Given data section start

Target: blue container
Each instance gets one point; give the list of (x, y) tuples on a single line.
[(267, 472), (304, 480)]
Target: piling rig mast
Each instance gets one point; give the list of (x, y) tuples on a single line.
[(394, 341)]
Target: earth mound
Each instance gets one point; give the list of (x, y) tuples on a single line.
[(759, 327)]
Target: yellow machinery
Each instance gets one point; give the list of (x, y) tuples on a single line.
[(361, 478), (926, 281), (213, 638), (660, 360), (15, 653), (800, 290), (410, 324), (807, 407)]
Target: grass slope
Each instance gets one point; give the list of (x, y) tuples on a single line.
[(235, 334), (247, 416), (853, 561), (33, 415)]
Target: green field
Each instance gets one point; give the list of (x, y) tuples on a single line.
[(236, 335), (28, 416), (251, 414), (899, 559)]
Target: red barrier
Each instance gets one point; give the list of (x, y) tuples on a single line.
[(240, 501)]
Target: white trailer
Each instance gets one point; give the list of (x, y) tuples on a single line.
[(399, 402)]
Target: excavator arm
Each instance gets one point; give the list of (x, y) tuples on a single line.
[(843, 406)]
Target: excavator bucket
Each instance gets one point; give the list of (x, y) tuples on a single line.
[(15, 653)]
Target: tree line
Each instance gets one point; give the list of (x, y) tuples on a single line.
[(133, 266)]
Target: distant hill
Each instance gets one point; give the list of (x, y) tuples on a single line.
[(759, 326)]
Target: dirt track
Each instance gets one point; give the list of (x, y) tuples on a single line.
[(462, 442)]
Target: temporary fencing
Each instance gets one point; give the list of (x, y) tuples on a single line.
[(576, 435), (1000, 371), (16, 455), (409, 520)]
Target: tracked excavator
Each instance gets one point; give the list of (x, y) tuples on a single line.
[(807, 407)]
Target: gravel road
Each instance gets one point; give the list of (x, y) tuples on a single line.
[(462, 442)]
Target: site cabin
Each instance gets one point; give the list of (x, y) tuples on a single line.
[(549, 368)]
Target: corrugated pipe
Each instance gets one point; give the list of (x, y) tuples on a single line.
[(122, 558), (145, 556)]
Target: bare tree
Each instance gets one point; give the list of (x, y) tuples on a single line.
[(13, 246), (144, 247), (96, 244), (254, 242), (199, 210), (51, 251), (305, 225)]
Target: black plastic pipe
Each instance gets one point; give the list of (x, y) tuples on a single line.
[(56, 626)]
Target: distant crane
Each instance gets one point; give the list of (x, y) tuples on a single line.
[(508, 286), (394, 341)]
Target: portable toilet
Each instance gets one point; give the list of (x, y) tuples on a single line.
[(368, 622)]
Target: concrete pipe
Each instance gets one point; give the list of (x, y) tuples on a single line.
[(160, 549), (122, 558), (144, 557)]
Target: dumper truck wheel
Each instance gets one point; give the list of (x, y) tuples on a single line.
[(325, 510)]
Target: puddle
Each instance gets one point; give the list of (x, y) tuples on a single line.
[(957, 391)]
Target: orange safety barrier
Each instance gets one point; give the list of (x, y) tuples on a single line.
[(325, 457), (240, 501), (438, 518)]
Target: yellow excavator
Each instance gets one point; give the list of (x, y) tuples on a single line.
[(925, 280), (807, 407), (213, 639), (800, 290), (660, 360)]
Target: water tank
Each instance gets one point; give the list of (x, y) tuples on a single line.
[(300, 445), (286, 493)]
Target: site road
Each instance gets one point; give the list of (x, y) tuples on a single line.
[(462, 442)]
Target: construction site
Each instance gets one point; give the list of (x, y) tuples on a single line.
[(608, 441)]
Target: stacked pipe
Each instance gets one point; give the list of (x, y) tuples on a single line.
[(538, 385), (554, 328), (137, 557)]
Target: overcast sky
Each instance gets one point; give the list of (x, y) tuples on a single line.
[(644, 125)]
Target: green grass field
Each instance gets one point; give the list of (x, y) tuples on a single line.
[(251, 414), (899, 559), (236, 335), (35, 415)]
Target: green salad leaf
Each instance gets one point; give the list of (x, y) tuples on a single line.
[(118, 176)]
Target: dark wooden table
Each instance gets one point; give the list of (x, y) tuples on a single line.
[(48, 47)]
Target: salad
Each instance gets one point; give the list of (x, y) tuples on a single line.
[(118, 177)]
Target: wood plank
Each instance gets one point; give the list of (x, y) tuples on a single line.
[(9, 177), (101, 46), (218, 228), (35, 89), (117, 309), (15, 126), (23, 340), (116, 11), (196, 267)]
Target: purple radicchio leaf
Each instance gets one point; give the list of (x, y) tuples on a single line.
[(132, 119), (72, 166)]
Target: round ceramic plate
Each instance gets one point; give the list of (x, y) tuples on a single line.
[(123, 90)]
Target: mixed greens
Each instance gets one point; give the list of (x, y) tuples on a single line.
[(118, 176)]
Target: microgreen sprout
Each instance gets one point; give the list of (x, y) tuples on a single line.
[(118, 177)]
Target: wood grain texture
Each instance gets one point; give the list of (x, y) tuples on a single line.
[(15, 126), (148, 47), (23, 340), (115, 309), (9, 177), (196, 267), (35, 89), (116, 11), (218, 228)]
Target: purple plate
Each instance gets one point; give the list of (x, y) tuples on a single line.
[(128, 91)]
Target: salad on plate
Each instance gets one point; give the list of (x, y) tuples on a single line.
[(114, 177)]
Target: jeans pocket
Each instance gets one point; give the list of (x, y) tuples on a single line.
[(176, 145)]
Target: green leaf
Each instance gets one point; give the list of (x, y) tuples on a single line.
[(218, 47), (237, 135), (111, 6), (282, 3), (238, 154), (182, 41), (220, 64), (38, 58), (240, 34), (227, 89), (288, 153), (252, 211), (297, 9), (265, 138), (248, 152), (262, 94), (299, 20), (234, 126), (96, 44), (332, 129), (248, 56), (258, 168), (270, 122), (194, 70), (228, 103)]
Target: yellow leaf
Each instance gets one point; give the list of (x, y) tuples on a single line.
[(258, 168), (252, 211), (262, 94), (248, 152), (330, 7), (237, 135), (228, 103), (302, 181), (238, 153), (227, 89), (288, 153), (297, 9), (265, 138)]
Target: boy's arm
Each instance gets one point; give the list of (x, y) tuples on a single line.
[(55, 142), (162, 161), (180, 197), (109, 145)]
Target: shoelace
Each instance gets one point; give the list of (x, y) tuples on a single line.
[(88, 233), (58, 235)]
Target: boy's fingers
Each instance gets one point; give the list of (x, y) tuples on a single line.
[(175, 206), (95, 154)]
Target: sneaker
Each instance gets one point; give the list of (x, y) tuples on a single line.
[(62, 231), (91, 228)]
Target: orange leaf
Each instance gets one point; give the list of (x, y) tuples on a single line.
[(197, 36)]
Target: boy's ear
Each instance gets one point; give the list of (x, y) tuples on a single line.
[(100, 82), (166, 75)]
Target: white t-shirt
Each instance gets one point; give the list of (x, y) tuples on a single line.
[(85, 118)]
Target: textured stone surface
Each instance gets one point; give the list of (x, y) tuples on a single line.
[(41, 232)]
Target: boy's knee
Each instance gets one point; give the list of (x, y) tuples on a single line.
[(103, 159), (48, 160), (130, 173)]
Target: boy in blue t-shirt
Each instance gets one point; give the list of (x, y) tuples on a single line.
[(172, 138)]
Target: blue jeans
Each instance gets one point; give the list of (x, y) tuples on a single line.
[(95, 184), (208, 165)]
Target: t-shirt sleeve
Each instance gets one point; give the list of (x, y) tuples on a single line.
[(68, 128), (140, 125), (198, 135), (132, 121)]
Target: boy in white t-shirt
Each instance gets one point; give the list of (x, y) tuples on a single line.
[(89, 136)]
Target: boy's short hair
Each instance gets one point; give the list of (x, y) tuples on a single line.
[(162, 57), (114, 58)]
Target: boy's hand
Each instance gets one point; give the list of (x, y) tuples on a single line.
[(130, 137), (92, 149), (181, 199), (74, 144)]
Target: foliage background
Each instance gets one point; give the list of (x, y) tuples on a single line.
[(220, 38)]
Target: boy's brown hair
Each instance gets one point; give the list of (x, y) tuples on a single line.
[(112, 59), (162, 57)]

Given data section end

→ Work order:
Among the records above, only the lines between the line holding "Target: yellow leaf" and the line holding "Target: boy's fingers", inclusive, are to be output, exactly as written.

→ Task response:
Target: yellow leaf
Each instance gets one point; give the list of (x, y) tuples on a single line.
[(258, 168), (252, 211), (262, 94), (248, 152), (330, 7), (237, 135), (228, 103), (302, 181), (238, 153), (227, 89), (288, 153), (297, 9), (265, 138)]
Target: boy's arm
Each instance gets one point; give the list of (x, y) tuples on a single line.
[(55, 142), (162, 161), (180, 197), (109, 145)]
Target: shoelace
Each instance gets one point; give the list of (x, y) tuples on a single line.
[(88, 233), (58, 235)]
Target: boy's fingers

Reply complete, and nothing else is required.